Every line that includes the word "dark" needs to be copied from the listing.

=======

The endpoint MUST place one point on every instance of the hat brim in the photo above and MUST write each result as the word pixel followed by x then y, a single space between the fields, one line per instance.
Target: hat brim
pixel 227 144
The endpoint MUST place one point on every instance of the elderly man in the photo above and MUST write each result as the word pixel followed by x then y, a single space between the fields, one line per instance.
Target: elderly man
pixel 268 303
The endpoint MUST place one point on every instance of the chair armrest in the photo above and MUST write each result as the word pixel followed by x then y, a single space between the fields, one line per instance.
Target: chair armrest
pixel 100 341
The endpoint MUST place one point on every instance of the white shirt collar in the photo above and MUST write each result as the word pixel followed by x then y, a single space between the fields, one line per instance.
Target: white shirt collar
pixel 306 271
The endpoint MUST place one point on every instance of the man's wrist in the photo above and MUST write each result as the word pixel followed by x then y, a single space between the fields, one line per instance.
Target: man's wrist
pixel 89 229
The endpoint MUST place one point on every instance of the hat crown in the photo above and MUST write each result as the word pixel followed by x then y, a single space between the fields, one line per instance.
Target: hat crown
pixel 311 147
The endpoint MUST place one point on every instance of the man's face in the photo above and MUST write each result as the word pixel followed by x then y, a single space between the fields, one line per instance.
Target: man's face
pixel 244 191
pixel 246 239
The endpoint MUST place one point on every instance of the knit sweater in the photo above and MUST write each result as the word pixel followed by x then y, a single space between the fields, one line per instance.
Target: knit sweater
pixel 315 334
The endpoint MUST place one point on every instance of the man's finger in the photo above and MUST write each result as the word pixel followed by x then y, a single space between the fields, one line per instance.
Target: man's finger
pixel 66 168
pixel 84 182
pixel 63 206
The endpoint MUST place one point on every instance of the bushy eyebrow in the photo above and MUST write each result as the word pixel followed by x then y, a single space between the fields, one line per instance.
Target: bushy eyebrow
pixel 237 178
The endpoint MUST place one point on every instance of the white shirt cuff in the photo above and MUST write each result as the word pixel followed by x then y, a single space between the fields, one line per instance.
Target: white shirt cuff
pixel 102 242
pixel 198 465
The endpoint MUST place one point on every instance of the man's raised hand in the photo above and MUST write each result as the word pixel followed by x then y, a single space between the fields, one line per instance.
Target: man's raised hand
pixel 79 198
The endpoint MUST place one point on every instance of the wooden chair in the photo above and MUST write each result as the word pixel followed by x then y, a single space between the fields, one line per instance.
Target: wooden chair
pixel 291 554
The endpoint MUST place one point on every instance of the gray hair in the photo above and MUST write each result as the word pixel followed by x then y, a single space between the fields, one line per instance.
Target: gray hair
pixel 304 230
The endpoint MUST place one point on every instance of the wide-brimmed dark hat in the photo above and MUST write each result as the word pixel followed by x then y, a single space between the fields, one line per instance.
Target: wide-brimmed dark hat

=======

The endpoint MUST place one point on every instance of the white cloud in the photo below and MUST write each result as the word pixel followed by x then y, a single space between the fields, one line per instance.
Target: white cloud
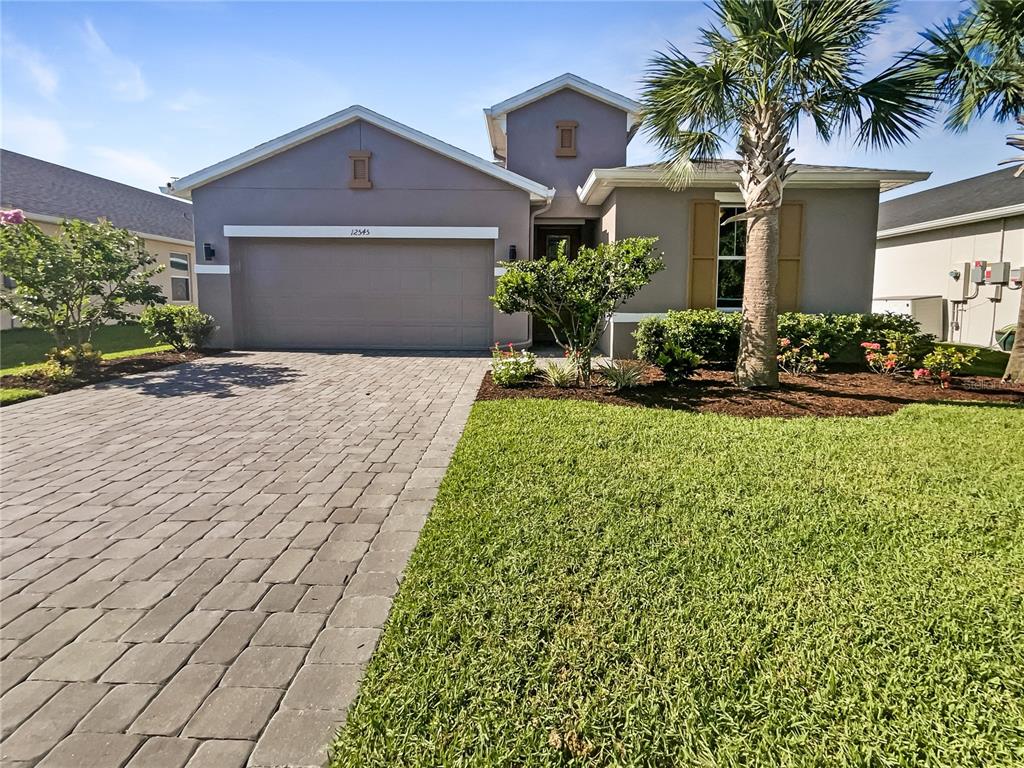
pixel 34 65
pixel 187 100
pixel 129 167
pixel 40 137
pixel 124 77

=======

# Task solution
The endpoint MUST place one point on every instance of the wide-brimmed dark hat in the photo above and MUST write each result as the word pixel followed by x then y, a single space between the fields, one line per instance.
Target: wide-brimmed dark hat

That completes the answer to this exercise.